Consigna del ejercicio — Expresa todas las líneas de los ítems siguientes como una lista JSON de cadenas, con una cadena por línea y sin las líneas en blanco.

· · ·

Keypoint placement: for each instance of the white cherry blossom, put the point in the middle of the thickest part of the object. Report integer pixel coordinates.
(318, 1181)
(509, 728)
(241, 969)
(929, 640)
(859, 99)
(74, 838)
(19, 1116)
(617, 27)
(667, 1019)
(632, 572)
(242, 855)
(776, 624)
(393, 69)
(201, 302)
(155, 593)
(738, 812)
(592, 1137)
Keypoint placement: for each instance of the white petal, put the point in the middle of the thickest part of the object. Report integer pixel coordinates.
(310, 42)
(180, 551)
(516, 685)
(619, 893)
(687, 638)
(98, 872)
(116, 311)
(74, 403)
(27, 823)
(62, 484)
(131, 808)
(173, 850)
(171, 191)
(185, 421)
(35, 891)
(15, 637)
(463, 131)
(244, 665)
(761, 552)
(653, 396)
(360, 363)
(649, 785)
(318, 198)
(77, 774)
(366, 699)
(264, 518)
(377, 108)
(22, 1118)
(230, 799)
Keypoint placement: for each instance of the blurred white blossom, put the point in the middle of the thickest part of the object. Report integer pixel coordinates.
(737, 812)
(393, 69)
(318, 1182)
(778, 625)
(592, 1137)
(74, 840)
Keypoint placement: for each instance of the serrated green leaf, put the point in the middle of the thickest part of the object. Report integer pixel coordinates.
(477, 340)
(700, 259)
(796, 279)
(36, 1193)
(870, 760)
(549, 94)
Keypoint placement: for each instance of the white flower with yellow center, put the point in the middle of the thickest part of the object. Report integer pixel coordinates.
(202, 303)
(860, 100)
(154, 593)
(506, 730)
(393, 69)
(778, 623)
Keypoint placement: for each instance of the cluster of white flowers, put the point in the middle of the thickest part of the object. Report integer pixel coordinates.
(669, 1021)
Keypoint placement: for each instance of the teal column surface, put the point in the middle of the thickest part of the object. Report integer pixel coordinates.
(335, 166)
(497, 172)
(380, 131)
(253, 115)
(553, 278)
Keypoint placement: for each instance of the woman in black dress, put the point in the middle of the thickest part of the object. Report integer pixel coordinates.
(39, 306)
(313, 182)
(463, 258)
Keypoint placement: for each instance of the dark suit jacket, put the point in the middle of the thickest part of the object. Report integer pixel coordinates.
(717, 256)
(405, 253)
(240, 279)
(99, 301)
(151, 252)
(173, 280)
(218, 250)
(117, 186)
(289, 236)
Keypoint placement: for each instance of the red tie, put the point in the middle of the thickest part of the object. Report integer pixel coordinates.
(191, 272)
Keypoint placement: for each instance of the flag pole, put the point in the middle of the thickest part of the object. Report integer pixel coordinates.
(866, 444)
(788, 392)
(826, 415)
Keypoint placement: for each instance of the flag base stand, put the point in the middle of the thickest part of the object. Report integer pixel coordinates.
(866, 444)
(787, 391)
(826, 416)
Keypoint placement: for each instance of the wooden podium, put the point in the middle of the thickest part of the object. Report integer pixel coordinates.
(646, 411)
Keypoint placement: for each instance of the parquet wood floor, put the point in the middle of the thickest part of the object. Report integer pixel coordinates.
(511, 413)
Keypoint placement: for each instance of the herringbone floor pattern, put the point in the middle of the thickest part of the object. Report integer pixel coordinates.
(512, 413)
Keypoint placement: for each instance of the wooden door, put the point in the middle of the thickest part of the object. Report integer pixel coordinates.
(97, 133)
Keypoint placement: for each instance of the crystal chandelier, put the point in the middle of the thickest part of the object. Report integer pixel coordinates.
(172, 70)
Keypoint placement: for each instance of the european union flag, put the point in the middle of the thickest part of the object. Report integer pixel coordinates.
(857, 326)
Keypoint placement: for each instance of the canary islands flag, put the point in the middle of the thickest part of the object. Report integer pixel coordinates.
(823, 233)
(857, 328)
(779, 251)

· · ·

Resultado esperado —
[
  "Keypoint placement: for each instance of the white cherry blossom, put the point in the middle of the thickest part of the object. Report integer pixel coordinates.",
  "(318, 1181)",
  "(509, 728)",
  "(241, 969)",
  "(929, 640)",
  "(859, 99)",
  "(74, 838)",
  "(19, 1116)",
  "(617, 27)",
  "(667, 1019)",
  "(632, 572)",
  "(242, 855)",
  "(776, 624)",
  "(393, 69)",
  "(201, 302)",
  "(155, 593)",
  "(738, 812)",
  "(592, 1137)",
  "Keypoint placement: for each instance of the white petal, put the point in the middle of the thickest part of the object. Report integer pixel coordinates.",
  "(310, 42)",
  "(180, 551)",
  "(516, 685)",
  "(619, 893)",
  "(687, 638)",
  "(98, 872)",
  "(116, 311)",
  "(74, 403)",
  "(27, 823)",
  "(62, 484)",
  "(131, 808)",
  "(173, 850)",
  "(171, 191)",
  "(185, 421)",
  "(35, 891)",
  "(15, 637)",
  "(463, 131)",
  "(244, 665)",
  "(761, 552)",
  "(653, 396)",
  "(360, 363)",
  "(649, 785)",
  "(318, 198)",
  "(77, 774)",
  "(366, 699)",
  "(264, 518)",
  "(377, 108)",
  "(22, 1118)",
  "(230, 799)",
  "Keypoint placement: for each instance of the blurred white blossom, put the point in the middle of the thickest part of the object. Report integer pixel coordinates.",
  "(737, 812)",
  "(393, 69)",
  "(318, 1182)",
  "(778, 625)",
  "(592, 1137)",
  "(74, 840)",
  "Keypoint placement: for each instance of the serrated green leaf, put the point in the middle of the thickest part of the object. Report integer pixel coordinates.",
  "(477, 340)",
  "(700, 259)",
  "(796, 279)",
  "(36, 1193)",
  "(870, 760)",
  "(549, 94)",
  "Keypoint placement: for each instance of the white flower with yellow center, put the point in the middle of the thickest part of the object. Report integer pixel coordinates.",
  "(202, 303)",
  "(860, 100)",
  "(154, 593)",
  "(506, 730)",
  "(393, 69)",
  "(778, 623)",
  "Keypoint placement: for each instance of the cluster of white flowers, put the point in the middle of the thickest part of the object. Report integer pixel coordinates.",
  "(669, 1021)",
  "Keypoint placement: for each instance of the teal column surface, put the point in the middle of the thickest part of the object. Report integer pixel coordinates.",
  "(335, 166)",
  "(497, 172)",
  "(380, 131)",
  "(253, 115)",
  "(553, 278)",
  "Keypoint placement: for each instance of the woman in black dress, put the point in the middle of the thickest part of the object. Report integer pixel coordinates.",
  "(39, 306)",
  "(313, 182)",
  "(463, 258)",
  "Keypoint placement: for each instance of the dark suit jacket, put the point in the middle of the thickest part of the object. Report integer pixel coordinates.",
  "(717, 256)",
  "(405, 253)",
  "(240, 279)",
  "(99, 301)",
  "(151, 252)",
  "(173, 280)",
  "(218, 250)",
  "(117, 186)",
  "(289, 236)",
  "Keypoint placement: for each instance of the red tie, put the point in the middle of the thickest part of the object. Report integer pixel coordinates.",
  "(191, 272)",
  "Keypoint placement: for each instance of the flag pole, put the point in the middle of the thickest part of the object. Report integer pixel coordinates.",
  "(866, 444)",
  "(788, 392)",
  "(826, 415)",
  "Keypoint placement: for each instance of the flag base stand, put the point in the middle of the thickest part of the object. Report integer pixel coordinates.",
  "(866, 444)",
  "(787, 391)",
  "(826, 416)",
  "Keypoint placement: for each instance of the wooden podium, put the point in the middle of the thickest part of the object. Report integer pixel coordinates.",
  "(646, 411)",
  "Keypoint placement: for each instance of the parquet wood floor, put the point in the middle of the thickest part of the object. Report integer pixel coordinates.",
  "(511, 413)",
  "Keypoint placement: for each instance of the herringbone floor pattern, put the point in the middle of the thickest part of the object. Report integer pixel coordinates.",
  "(512, 413)",
  "Keypoint placement: for each instance of the wooden door, put the point in the middle of the thickest part of the object. Report integer pixel coordinates.",
  "(97, 133)",
  "Keypoint placement: for each instance of the crystal chandelier, put the point in the middle of the thickest part of the object. Report integer pixel coordinates.",
  "(172, 70)",
  "Keypoint placement: for each instance of the european union flag, put the point in the middle of the thickest part of the object. Report integer pixel coordinates.",
  "(857, 326)",
  "Keypoint placement: for each instance of the canary islands flag, put the point in the middle of the thickest part of the object. Report integer pixel coordinates.",
  "(823, 233)",
  "(857, 328)",
  "(779, 251)"
]